■ The exercise: Starting with the line that contains "on cap in the photo above.", copy each line exactly through the end of the listing, and omit all pictures.

■ Extracted material:

● ● ● ●

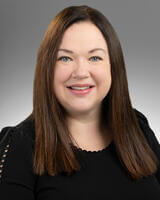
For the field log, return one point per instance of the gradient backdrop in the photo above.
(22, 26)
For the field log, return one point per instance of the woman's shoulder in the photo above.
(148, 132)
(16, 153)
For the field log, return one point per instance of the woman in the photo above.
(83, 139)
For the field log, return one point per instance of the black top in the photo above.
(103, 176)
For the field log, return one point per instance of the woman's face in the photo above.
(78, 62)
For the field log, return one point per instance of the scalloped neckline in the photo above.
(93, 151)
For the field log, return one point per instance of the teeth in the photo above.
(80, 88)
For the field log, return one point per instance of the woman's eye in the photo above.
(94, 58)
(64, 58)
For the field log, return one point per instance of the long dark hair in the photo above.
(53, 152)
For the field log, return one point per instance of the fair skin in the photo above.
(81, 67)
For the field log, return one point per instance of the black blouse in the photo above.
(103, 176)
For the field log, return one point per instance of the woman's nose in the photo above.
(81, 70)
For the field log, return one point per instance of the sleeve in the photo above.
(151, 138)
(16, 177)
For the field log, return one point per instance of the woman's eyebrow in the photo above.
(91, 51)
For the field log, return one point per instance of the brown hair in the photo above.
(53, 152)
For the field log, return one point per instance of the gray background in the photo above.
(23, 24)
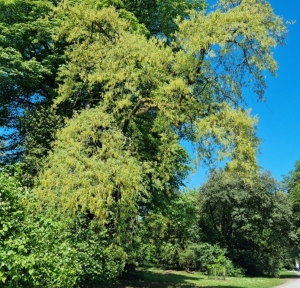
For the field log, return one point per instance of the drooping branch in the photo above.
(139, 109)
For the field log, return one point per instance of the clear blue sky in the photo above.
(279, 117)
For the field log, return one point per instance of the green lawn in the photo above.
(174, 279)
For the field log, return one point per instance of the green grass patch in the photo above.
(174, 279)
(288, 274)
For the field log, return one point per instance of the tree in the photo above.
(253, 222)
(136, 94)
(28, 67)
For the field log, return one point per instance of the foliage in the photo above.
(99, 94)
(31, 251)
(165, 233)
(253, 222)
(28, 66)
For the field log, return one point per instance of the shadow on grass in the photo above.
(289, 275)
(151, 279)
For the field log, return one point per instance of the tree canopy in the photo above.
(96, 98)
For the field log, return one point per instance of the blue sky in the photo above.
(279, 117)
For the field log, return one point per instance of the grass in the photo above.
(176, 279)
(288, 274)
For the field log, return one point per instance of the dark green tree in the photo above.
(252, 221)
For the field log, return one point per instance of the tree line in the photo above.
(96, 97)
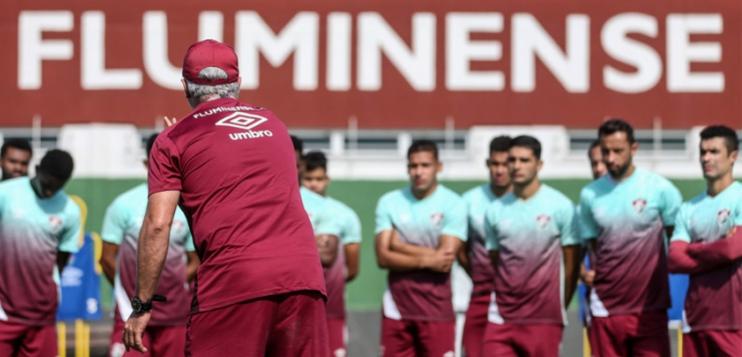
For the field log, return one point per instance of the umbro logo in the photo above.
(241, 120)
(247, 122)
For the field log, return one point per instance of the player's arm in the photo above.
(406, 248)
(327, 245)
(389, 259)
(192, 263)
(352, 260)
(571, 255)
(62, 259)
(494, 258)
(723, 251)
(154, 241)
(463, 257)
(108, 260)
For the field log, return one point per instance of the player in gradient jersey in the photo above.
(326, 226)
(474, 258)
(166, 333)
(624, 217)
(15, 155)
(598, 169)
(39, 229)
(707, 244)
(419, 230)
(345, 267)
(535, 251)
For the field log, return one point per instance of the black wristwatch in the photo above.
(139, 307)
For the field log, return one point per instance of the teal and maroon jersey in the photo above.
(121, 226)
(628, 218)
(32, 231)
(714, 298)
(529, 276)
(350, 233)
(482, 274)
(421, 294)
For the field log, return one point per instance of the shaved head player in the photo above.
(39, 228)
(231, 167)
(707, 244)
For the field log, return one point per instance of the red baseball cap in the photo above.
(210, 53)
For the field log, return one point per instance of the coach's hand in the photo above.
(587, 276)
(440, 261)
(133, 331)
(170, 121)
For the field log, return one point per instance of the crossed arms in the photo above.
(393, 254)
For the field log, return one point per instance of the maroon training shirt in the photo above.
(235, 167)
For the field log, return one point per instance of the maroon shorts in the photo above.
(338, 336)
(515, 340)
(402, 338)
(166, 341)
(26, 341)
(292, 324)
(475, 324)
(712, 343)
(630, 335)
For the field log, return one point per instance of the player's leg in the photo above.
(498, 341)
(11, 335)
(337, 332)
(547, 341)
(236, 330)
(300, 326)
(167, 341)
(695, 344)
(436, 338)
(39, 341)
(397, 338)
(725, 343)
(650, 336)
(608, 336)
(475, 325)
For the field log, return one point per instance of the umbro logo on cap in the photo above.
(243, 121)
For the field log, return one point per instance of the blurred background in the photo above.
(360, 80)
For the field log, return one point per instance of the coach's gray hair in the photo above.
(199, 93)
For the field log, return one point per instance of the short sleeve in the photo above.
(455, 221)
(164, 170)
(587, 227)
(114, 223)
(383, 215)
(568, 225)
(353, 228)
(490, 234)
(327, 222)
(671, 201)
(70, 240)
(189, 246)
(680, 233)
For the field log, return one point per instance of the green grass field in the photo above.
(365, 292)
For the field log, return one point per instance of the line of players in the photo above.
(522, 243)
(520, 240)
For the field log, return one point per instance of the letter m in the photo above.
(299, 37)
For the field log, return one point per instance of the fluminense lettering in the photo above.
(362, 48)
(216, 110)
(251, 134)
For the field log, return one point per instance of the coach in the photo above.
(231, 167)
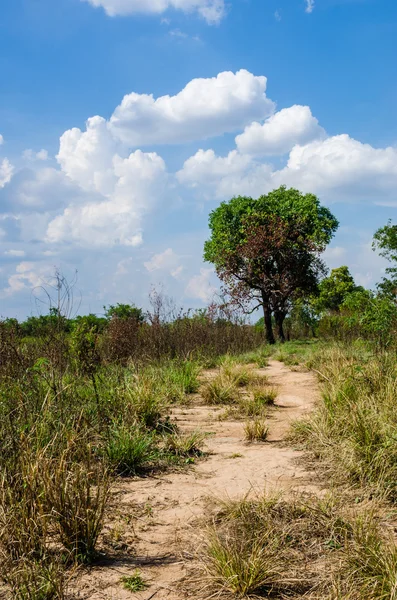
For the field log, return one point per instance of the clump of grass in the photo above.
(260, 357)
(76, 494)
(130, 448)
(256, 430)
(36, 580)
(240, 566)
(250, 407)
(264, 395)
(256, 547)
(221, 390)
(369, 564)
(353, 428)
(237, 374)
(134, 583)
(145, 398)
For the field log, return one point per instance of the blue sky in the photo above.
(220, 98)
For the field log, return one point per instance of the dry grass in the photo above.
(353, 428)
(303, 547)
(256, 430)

● ● ● ●

■ Output for this exercise:
For the field log, return one point per instance of the umbro logo on cap in the photo above.
(243, 121)
For the field log, return one point per instance of the blurred background in the photo above.
(360, 80)
For the field log, return one point per instance of the coach's gray hair in the photo above.
(199, 93)
For the field log, return one point per instance of the short sleeve in the photo above.
(455, 221)
(164, 170)
(587, 227)
(114, 223)
(383, 215)
(568, 225)
(353, 228)
(490, 234)
(327, 222)
(671, 201)
(70, 240)
(189, 246)
(680, 233)
For the field log, return one point per instance of the green grass field in the photo above.
(365, 292)
For the field log, return one point per instance of the line of players in the photo above.
(522, 243)
(520, 240)
For the field log, return one point per instance of the letter m in the photo above.
(299, 37)
For the field log, return one point per instance of the fluminense lettering in the photo above.
(362, 48)
(216, 110)
(251, 134)
For the field log, return one point per instance of the coach in the photo above.
(231, 167)
For the field log, return one point per instance of the clump of grass in the photo above.
(260, 357)
(76, 494)
(130, 448)
(256, 430)
(36, 580)
(240, 566)
(250, 407)
(264, 395)
(256, 547)
(221, 390)
(369, 564)
(353, 428)
(237, 374)
(134, 583)
(145, 398)
For the field log, return one point per instance of the blue sky in the photo above.
(220, 98)
For the field log, return one point per instance of the dry grass in the photo above.
(353, 428)
(303, 547)
(256, 430)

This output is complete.